▸ **WHAT IS ASKED**: Report how many lines in the rows below contain the string "water", treating uppercase and lowercase as different. Give only the number.
*-*-*
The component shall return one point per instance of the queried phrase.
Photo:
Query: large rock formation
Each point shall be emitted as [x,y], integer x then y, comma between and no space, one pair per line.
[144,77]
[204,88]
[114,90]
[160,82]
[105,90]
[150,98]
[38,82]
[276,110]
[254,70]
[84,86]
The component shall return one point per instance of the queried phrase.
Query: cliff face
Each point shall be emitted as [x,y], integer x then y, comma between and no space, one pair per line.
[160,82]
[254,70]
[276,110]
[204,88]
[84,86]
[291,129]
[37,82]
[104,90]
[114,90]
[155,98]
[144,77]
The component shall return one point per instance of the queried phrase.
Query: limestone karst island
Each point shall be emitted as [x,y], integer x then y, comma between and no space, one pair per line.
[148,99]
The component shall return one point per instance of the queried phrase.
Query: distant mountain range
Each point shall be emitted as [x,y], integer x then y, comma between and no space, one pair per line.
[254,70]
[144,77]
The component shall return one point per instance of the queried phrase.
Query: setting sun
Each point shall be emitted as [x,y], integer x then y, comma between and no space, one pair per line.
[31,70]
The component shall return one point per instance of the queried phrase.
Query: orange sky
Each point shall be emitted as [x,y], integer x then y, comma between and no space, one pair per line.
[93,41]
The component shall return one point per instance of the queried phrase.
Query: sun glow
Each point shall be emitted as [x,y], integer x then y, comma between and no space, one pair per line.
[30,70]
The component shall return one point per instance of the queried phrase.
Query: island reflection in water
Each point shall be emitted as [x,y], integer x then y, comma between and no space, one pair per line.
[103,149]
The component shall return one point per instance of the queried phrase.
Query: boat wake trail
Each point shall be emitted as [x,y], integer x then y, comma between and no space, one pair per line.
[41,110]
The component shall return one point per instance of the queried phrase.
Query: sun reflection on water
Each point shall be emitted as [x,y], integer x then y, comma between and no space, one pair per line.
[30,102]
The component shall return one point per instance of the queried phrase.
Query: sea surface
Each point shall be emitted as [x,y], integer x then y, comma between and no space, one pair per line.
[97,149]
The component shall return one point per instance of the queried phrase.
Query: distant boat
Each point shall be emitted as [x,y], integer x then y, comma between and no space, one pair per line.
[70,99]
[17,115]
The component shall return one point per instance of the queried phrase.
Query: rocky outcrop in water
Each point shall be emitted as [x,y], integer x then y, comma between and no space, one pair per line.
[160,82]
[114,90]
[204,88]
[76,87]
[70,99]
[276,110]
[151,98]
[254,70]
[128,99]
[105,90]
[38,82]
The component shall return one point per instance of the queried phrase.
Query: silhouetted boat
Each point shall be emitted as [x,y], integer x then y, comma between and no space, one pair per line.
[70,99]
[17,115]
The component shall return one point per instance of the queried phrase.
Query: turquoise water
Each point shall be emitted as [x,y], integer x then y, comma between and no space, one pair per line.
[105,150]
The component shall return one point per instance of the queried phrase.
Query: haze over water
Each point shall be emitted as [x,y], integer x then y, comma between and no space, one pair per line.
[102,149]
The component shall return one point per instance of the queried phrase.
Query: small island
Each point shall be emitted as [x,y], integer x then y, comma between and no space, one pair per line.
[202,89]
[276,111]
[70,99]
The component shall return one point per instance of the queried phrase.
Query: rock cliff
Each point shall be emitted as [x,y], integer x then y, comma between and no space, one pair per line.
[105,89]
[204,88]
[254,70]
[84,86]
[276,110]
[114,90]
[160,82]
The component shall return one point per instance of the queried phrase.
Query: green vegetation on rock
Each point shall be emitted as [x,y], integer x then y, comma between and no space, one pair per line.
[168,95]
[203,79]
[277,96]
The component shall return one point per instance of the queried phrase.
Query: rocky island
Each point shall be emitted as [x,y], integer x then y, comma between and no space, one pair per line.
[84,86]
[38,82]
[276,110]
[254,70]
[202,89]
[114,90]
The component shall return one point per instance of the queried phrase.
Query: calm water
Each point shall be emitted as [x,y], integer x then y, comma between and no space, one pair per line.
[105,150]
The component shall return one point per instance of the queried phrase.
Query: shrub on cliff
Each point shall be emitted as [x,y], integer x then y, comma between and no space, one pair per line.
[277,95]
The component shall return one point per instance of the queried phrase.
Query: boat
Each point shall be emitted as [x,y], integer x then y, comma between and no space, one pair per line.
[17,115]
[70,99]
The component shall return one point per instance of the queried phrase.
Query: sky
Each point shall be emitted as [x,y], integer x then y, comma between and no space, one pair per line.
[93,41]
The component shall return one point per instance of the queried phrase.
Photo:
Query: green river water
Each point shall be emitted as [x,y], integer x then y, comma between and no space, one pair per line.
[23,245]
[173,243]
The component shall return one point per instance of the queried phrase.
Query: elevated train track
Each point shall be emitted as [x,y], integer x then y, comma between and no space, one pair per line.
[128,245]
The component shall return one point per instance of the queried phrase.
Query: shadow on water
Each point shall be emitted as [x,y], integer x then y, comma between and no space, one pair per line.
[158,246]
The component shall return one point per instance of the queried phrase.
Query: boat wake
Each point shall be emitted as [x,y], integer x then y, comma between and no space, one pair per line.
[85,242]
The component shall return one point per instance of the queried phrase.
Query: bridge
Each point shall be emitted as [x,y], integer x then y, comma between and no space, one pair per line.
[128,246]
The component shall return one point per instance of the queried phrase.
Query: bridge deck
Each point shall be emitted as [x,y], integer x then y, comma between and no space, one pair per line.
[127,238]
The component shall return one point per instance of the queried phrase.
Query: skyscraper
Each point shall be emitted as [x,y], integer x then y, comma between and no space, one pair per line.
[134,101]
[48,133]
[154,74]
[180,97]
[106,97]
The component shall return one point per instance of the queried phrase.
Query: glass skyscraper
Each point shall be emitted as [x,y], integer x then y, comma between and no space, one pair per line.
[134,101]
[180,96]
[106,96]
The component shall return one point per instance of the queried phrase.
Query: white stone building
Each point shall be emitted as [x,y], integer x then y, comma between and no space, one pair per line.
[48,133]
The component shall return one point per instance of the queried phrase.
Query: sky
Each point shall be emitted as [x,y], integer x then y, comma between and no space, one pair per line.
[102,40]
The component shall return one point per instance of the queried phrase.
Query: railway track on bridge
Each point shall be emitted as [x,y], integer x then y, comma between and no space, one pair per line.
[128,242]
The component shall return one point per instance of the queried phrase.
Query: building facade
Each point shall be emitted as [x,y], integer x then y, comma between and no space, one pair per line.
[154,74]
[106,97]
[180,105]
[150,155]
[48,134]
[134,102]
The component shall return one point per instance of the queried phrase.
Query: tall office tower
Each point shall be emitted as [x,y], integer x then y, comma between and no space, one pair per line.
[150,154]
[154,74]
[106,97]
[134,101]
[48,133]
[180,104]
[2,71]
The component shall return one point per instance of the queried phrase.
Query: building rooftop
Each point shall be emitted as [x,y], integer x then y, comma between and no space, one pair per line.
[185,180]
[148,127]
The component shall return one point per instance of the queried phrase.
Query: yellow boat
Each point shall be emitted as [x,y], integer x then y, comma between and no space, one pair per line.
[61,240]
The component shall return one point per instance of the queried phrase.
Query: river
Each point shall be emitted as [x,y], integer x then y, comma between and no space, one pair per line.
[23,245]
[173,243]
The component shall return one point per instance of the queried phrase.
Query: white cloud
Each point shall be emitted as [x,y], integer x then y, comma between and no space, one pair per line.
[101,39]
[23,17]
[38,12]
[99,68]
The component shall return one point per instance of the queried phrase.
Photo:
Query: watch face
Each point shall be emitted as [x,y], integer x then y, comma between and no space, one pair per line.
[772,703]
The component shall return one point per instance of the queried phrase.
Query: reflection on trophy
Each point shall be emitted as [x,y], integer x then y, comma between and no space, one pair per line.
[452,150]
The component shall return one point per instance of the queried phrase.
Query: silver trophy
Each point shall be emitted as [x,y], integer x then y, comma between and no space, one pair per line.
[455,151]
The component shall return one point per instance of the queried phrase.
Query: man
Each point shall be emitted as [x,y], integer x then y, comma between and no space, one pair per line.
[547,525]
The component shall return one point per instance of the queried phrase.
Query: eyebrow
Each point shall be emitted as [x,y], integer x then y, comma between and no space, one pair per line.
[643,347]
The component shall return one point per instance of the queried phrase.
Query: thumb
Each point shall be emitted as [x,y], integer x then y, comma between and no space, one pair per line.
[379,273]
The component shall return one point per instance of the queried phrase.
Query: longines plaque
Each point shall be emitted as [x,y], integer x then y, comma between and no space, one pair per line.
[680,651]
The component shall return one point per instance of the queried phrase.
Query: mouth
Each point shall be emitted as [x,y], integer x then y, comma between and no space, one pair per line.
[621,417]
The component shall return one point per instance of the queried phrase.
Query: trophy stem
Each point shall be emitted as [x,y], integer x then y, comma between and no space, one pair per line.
*-*-*
▸ **ANSWER TO THIS EXERCISE**: 8